DOCUMENTO DE ORIGEM ▸
==============================
Como vencer a corrida após a morte? Dicas para dar celeridade ao processo de inventário.
Por Schamyr Pancieri Vermelho
Publicado na revista eletrônica Consultor Jurídico (CONJUR) no link: https://www.conjur.com.br/2021-mar-08/schamyr-pancieri-dar-celeridade-processo-inventario
Como
dizia Fernando Pessoa, “A morte chega cedo, pois breve é toda vida”[1]. Não há
dúvidas de que a morte de um ente querido chega cedo e traz, naturalmente, muita
saudade e sofrimento para toda a família. Ocorre que, o sofrimento por vezes decorre
simplesmente da saudade, da falta que a pessoa faz, ou dos conflitos que podem
existir com as providências que precisam ser tomadas após o falecimento de um
indivíduo, a chamada “corrida” após a morte.
Tais providências
são necessárias pois, após o falecimento de um indivíduo, todo o seu patrimônio
passa a integrar uma massa patrimonial (ficção jurídica) chamada de espólio,
que deve ser inventariada e partilhada entre os herdeiros.
==============================
Itens do conjunto de dados
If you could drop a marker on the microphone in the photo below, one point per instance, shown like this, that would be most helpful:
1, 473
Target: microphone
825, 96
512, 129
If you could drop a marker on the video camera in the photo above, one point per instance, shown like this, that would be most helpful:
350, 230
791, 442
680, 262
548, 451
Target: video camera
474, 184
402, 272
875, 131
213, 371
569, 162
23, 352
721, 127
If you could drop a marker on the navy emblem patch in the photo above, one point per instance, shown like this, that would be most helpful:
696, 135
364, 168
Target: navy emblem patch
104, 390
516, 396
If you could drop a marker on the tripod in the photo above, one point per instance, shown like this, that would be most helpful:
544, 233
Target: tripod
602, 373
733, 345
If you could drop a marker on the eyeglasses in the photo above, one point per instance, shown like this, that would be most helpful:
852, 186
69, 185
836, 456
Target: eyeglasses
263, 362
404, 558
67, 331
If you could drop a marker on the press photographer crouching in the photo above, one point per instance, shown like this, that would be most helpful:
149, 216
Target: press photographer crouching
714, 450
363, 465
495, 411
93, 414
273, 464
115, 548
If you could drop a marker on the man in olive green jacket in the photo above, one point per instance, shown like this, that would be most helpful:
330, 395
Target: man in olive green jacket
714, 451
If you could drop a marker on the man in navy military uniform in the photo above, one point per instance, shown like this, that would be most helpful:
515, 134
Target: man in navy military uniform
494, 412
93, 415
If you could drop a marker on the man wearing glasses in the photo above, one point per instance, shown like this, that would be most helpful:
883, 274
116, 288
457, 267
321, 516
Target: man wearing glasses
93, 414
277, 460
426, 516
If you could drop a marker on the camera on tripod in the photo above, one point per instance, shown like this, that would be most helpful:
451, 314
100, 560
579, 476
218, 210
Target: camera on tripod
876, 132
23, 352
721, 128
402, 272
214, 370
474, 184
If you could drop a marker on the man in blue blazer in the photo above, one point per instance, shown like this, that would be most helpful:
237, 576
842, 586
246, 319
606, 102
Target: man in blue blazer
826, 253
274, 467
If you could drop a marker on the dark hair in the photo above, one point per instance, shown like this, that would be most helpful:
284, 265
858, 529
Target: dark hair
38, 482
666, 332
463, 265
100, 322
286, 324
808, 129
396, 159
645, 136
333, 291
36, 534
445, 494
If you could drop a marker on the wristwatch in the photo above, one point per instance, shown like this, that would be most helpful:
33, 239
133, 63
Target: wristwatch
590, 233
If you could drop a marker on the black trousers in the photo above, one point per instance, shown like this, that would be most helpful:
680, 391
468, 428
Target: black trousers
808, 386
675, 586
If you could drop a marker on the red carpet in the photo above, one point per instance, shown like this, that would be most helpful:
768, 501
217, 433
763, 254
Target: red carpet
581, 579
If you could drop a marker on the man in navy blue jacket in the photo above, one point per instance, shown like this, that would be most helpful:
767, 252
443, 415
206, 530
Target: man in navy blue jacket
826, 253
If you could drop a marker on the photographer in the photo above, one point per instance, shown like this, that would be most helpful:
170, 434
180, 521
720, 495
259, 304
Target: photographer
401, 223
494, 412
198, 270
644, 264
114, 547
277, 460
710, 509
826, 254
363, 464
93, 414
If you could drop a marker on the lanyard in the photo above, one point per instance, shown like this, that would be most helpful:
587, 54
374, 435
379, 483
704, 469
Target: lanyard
==============================
TAREFA EXIGIDA ▸
No documento de origem, que nome recebe a massa patrimonial que o patrimônio de uma pessoa passa a integrar após o seu falecimento?

SOLUÇÃO COMPLETA ▸
Espólio.